Exercise prompt — Repeat all the records, precisely as given.

Exercise data —
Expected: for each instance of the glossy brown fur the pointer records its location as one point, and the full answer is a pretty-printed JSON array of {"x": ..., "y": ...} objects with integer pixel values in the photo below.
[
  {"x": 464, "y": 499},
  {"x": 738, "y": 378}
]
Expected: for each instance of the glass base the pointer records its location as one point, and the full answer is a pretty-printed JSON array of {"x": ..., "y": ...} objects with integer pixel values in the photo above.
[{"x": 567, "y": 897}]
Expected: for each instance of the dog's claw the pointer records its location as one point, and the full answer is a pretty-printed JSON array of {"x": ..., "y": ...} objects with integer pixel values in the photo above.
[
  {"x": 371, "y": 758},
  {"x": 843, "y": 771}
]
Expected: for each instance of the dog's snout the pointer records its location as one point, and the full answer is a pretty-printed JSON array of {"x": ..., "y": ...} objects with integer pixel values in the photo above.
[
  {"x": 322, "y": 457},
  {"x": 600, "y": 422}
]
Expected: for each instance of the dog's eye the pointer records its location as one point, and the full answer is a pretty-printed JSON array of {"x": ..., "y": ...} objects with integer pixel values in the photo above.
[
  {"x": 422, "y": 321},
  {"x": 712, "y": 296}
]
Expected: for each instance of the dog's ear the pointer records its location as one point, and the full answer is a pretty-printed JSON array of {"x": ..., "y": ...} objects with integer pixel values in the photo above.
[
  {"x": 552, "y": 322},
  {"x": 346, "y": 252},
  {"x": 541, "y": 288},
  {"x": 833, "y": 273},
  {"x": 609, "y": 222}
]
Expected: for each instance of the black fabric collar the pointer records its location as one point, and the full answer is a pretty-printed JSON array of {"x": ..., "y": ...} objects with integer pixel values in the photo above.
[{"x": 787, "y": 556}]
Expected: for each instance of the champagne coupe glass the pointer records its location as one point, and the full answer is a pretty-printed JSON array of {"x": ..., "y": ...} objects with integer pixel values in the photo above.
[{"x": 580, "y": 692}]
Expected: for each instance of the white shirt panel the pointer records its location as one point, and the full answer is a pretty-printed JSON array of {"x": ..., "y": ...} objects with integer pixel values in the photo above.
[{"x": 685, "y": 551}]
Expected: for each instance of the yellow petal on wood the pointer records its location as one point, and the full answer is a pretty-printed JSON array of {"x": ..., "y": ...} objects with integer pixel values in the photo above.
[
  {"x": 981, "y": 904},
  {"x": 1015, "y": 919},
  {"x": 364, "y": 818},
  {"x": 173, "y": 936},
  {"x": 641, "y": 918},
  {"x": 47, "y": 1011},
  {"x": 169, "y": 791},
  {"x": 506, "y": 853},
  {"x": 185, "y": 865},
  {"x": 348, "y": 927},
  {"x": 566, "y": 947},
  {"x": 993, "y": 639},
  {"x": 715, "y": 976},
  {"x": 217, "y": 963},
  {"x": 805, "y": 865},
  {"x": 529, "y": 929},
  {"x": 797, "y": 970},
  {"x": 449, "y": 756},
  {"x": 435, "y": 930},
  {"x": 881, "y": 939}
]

Task solution —
Expected: for each instance of the glossy brown fur the pointer records its location as one point, and the full answer is a pretty-printed JSON array of {"x": ..., "y": ...} objects with integer pixel values in the photo below.
[
  {"x": 464, "y": 499},
  {"x": 738, "y": 378}
]
Expected: for each instance of the glass base the pointer records its location as one point, and the full answer is a pretty-printed JSON array of {"x": ..., "y": ...} objects with integer pixel values in the photo above.
[{"x": 567, "y": 897}]
Expected: for each instance of the dog's claw the pointer records its location as one point, and the full answer is a pretty-printed JSON array of {"x": ..., "y": ...} objects with integer pixel values in the photo above.
[
  {"x": 371, "y": 758},
  {"x": 843, "y": 771}
]
Expected: for each instance of the dog's snout the pointer records its location as one point, and the full answer is a pretty-printed JSON array of {"x": ..., "y": ...} objects with integer pixel values in the photo above.
[
  {"x": 322, "y": 457},
  {"x": 600, "y": 422}
]
Expected: for each instance of the dog's eye the pointer records its location as one point, and the full answer is a pretty-printed JSON array of {"x": ..., "y": ...} objects with integer pixel values in the photo above.
[
  {"x": 422, "y": 321},
  {"x": 712, "y": 296}
]
Expected: for each instance of the dog's ear the pointer records its location as one point, and the full answer is a pretty-printed JSON array of {"x": ..., "y": ...} objects with integer pixel values in the photo above.
[
  {"x": 552, "y": 322},
  {"x": 346, "y": 252},
  {"x": 541, "y": 288},
  {"x": 833, "y": 273},
  {"x": 609, "y": 222}
]
Expected: for each instance of the black fabric collar the pointer records its location as one point, and the full answer is a pretty-printed JSON array of {"x": ..., "y": ...} objects with integer pixel values in the photo above.
[{"x": 787, "y": 556}]
Expected: for each instance of the champagne coupe glass the pointer records its location as one point, and the full answer is a pretty-printed JSON array of {"x": ..., "y": ...} objects with integer pixel values in the photo above.
[{"x": 580, "y": 692}]
Expected: for each instance of the white shirt panel the pointer records its location as one point, and the full answer is a pretty-printed JSON array of {"x": ..., "y": ...} objects with integer pixel values in the photo above.
[{"x": 685, "y": 551}]
Expected: for each instance of the yellow petal on wood the pointer records its location as one point, and the full answer is a pretty-printed JSON array of {"x": ..., "y": ...} objects with integer pixel values in the photo above.
[
  {"x": 981, "y": 904},
  {"x": 1015, "y": 919},
  {"x": 364, "y": 818},
  {"x": 173, "y": 936},
  {"x": 641, "y": 918},
  {"x": 47, "y": 1011},
  {"x": 169, "y": 791},
  {"x": 506, "y": 853},
  {"x": 185, "y": 865},
  {"x": 348, "y": 927},
  {"x": 566, "y": 947},
  {"x": 993, "y": 639},
  {"x": 715, "y": 976},
  {"x": 217, "y": 963},
  {"x": 805, "y": 865},
  {"x": 529, "y": 929},
  {"x": 797, "y": 970},
  {"x": 449, "y": 756},
  {"x": 435, "y": 930},
  {"x": 881, "y": 939}
]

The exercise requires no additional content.